### Source document
▼▼▼
Maritime, Ground, and Air Differences

Maritime bridges favor parallax‑free range ladders on window edges and berthing cues at bow corners; salt fog demands robust coatings. Ground vehicles emphasize lane/path overlays, gap acceptance, and low‑speed maneuvering cues; heavy rain and tunnels tax sensors—use confidence fades. Air/VTOL cockpits need attitude/velocity vectors, flight path markers, and landing cue discs; washout and reflections are acute—use anti‑reflective glass and sunload limits.

Accessibility and Cognitive Load

Design for color‑vision variance: encode meaning with shape and motion as well as hue. Provide read‑aloud and haptic echoes for key alerts. Keep glance legibility: critical cues must be readable within 100–200 ms. Use progressive disclosure to reveal details on demand without crowding the world view.
▲▲▲
### Listed entries
▼▼▼
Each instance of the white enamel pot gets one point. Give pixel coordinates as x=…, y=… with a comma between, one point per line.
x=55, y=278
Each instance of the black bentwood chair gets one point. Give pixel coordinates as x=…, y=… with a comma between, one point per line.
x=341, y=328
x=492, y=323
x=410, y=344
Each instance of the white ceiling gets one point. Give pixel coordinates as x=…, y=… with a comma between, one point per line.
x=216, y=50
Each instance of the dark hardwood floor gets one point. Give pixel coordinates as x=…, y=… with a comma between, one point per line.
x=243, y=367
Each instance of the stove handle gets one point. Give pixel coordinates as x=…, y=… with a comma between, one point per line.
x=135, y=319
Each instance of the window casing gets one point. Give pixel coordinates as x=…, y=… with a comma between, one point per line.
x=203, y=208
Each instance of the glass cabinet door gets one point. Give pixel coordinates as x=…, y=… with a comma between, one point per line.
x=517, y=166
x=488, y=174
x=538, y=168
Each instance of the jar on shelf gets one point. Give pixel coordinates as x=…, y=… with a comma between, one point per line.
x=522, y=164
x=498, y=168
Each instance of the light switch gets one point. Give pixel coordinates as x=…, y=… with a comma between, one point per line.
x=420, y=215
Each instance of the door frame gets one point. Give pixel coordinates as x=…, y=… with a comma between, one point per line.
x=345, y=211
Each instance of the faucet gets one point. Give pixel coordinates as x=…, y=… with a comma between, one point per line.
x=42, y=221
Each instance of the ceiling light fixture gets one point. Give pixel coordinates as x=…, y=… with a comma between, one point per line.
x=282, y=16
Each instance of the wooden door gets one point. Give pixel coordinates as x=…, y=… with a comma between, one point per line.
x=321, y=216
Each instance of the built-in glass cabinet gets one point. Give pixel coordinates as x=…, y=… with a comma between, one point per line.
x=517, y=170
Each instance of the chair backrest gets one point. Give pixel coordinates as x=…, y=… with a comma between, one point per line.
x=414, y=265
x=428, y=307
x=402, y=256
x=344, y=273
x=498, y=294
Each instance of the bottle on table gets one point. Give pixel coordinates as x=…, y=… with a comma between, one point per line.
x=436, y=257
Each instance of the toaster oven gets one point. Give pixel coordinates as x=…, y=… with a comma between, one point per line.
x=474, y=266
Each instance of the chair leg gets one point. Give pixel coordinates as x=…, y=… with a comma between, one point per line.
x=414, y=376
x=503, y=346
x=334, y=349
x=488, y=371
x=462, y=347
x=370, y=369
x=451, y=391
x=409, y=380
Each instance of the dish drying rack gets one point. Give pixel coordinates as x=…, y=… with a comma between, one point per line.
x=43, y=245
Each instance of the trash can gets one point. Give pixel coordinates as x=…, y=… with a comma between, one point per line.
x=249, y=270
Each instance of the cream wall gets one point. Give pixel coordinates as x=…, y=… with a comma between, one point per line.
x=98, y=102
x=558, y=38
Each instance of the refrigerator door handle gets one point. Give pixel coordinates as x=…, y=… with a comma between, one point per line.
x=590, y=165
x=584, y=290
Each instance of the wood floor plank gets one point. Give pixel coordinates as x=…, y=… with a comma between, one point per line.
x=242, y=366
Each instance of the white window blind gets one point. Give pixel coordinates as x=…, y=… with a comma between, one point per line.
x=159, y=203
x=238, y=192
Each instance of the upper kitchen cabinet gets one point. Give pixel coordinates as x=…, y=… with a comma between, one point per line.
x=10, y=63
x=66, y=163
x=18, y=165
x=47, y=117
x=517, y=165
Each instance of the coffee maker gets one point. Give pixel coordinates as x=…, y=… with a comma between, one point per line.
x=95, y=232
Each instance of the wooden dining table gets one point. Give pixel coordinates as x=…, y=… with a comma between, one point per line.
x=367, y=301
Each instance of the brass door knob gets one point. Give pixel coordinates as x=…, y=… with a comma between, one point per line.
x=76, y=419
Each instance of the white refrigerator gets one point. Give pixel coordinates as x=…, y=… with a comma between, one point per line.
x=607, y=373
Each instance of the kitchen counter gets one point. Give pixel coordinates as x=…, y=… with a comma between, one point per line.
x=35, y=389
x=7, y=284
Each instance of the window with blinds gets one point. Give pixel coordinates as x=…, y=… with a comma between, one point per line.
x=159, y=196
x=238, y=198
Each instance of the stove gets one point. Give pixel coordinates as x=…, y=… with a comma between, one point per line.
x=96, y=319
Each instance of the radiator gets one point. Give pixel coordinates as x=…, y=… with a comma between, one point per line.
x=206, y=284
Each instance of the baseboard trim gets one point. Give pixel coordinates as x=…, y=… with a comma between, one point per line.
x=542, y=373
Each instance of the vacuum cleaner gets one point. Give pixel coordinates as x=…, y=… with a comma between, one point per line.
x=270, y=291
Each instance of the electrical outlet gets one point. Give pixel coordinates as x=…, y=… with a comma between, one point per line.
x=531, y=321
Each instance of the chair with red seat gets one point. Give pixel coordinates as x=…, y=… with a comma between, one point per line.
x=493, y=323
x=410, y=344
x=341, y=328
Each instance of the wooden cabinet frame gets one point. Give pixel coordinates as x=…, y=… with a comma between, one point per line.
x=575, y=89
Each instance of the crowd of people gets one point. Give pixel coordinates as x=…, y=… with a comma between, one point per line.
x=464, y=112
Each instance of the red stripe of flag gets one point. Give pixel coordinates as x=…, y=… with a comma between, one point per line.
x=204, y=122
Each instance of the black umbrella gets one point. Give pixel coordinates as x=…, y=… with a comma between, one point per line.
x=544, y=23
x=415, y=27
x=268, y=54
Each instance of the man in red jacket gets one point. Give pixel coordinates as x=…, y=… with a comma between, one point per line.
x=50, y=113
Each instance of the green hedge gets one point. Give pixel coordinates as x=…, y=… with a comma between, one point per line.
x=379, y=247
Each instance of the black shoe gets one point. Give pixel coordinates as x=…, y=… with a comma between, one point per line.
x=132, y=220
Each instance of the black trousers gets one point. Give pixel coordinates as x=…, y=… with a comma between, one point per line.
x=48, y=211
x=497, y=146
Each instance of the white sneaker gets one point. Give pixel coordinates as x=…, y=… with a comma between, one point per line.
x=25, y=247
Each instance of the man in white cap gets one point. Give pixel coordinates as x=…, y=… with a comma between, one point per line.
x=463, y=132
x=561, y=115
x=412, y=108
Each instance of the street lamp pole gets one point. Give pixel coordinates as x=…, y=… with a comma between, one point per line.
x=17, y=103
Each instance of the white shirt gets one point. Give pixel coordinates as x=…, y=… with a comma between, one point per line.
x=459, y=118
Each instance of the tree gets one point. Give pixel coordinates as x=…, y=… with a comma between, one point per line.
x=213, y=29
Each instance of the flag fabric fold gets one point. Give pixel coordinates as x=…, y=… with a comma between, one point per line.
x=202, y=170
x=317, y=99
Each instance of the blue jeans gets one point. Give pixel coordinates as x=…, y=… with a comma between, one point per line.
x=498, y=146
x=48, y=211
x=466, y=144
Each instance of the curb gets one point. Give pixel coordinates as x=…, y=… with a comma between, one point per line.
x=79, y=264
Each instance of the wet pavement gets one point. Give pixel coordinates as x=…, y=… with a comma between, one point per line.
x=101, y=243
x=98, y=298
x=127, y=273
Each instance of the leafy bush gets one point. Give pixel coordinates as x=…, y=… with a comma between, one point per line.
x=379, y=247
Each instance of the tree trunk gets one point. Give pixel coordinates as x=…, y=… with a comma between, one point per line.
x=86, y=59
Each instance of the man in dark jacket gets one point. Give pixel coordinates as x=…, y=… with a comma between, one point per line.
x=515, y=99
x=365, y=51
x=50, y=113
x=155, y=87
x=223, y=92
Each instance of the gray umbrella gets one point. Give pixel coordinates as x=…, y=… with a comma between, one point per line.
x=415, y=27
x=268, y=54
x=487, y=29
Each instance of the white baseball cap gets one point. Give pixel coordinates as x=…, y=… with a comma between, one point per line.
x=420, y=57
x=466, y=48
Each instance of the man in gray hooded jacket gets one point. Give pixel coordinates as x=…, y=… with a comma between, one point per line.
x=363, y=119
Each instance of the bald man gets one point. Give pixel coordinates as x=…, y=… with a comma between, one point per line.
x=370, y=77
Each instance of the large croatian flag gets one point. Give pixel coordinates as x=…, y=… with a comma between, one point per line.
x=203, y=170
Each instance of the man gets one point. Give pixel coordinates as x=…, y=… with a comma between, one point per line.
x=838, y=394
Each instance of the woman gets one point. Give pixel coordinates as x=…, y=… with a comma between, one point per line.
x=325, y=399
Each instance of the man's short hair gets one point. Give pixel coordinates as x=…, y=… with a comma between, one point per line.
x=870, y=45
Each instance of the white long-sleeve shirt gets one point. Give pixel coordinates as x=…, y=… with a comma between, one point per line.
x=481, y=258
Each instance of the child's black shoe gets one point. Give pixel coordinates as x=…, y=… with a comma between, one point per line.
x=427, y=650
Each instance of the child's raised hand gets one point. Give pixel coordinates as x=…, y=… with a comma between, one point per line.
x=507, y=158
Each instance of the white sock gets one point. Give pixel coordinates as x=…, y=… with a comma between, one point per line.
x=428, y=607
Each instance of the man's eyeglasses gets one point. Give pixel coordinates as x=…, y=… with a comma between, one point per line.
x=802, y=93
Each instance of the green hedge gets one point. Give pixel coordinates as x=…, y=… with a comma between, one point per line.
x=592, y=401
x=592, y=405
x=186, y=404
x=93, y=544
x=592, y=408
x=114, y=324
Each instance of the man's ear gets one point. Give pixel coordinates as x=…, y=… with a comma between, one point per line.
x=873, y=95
▲▲▲
### Aim
For each statement, tell whether it agrees with the text on display differences and accessibility, giving yes or no along with the words from the text that decide it. 1. Critical cues must be readable within 100–200 ms. 2. Maritime bridges favor flight path markers on window edges. 3. Meaning should be encoded with hue alone.

### Result
1. Yes: "critical cues must be readable within 100–200 ms"
2. No: "Maritime bridges favor parallax‑free range ladders on window edges and berthing cues at bow corners"
3. No: "encode meaning with shape and motion as well as hue"